(Beginning of Dataset records)

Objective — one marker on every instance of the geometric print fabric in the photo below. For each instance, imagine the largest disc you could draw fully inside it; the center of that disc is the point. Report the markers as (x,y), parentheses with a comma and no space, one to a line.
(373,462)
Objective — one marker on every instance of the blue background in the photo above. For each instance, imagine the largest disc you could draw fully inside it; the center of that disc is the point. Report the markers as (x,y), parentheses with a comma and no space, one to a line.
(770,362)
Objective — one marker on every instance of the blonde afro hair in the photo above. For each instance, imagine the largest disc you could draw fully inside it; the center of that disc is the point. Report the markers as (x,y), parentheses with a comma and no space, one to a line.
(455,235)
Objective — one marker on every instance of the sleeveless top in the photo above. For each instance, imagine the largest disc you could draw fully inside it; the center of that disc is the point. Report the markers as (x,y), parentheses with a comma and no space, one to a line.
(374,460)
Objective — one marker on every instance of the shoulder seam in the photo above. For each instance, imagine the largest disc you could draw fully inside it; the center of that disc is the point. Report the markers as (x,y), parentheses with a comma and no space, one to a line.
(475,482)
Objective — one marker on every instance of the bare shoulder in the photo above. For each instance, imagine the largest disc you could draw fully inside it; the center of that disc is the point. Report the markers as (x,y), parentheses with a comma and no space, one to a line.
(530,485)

(End of Dataset records)

> [Exercise directions]:
Output only the lines from the line that contains "Objective — one marker on every instance of the shoulder" through the end of the entries, both included, exactly as they appear.

> [Solution below]:
Objective — one marker on every instance of the shoulder seam in the photo above. For each instance, imagine the largest disc you could draw fully inside it; the center of that disc is the point. Report the markers as (x,y), parentheses with a comma and no space, one to a line.
(475,482)
Objective — one marker on every instance of the bare shoulder in the photo above. For each instance, imagine the largest disc you could draw fully inside it; the center of that disc is the point. Report the markers as (x,y), parentheses with a comma and no space, one to a line.
(530,485)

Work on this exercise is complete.